== TEXT BLOCK ==

I freeze tofu all the time. It changes in texture, gets spongy and softer but the taste is fine. I live in Japan, and the tofu is a little different here, but I am sure it will be fine. You could do one small batch to test and see how you like it.
Kathryn


----------



## Mama Lori (Mar 11, 2002)

I freeze fresh tofu, but I've never frozen already marinated/fried tofu. I think the reason not to might be that when you freeze it, the liquid drains out of it, then when you defrost it, it's a completely different texture. But I don't know if that's a problem. I freeze fresh tofu not for economy but because it adds variety. Once it's defrosted, squeeze the water out of it. I like to then slice it thick, dip it in a mixture of beaten egg/tamari/black pepper, then pan saute on both sides in olive oil. Very yummy. The texture is most similar to the stuff I find at Chinese restaurants and have trouble duplicating, but this comes close.

Eli says:


----------



## mamabeard (Sep 27, 2002)

thanks, that does sound yummy!

hmm.. so i wonder if i just chopped up some plain tofu and threw it in the dish with the other stuff (rice, veggies, sauce), and then cooked it slowly, if that would prevent what you're talking about, and still soak up flavour..? i've never done any freezer cooking, and i imagine i'll be plenty exhausted so i want to keep it as simple as possible..

thanks for the replies!


----------

===
== PROVIDED MATERIAL ==

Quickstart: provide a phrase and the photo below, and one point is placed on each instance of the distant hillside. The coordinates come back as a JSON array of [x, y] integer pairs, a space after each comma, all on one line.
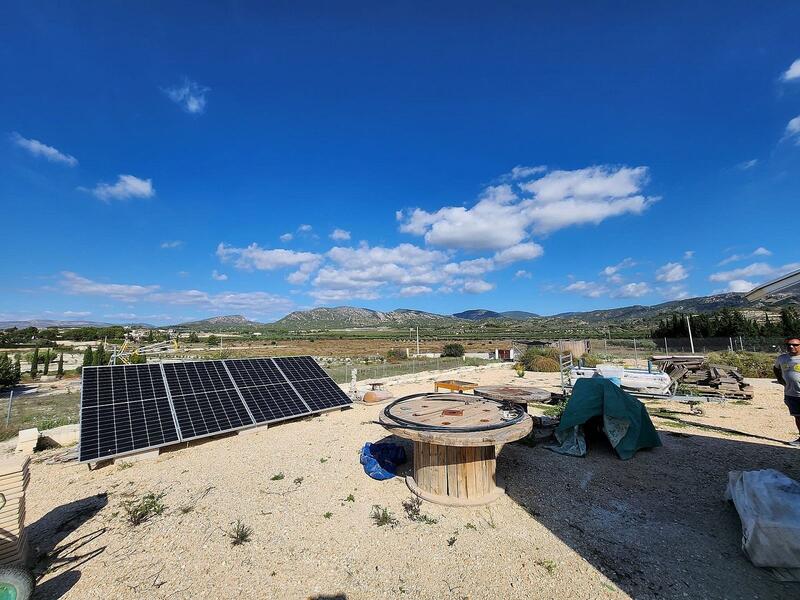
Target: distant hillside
[[45, 323], [342, 317], [520, 315], [482, 314], [702, 304], [478, 314], [220, 323]]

===

EXERCISE REQUIREMENTS —
- 1) Rewrite the tofu thread from "I freeze tofu" up to and including "(Mar 11, 2002)", changing "tofu" to "bean curd".
- 2) Condense the paragraph in the tofu thread that begins "I freeze fresh tofu, but I've never frozen" into a shorter version that keeps its main facts.
- 3) In one to three sentences, explain why mamabeard wants to keep things as simple as possible, according to the tofu thread.

RESULTS —
- 1)
I freeze bean curd all the time. It changes in texture, gets spongy and softer but the taste is fine. I live in Japan, and the bean curd is a little different here, but I am sure it will be fine. You could do one small batch to test and see how you like it.
Kathryn


----------



## Mama Lori (Mar 11, 2002)

- 2) Mama Lori freezes fresh tofu for variety rather than economy but has never frozen marinated or fried tofu. Mama Lori suspects that freezing drains its liquid so it thaws with a completely different texture, though it's not clear that this is a problem. After thawing, the water is squeezed out, and the tofu is sliced thick, dipped in beaten egg, tamari and black pepper, and pan-sautéed on both sides in olive oil. The texture comes close to the tofu served at Chinese restaurants.

- 3) Mamabeard has never done any freezer cooking and expects to be plenty exhausted.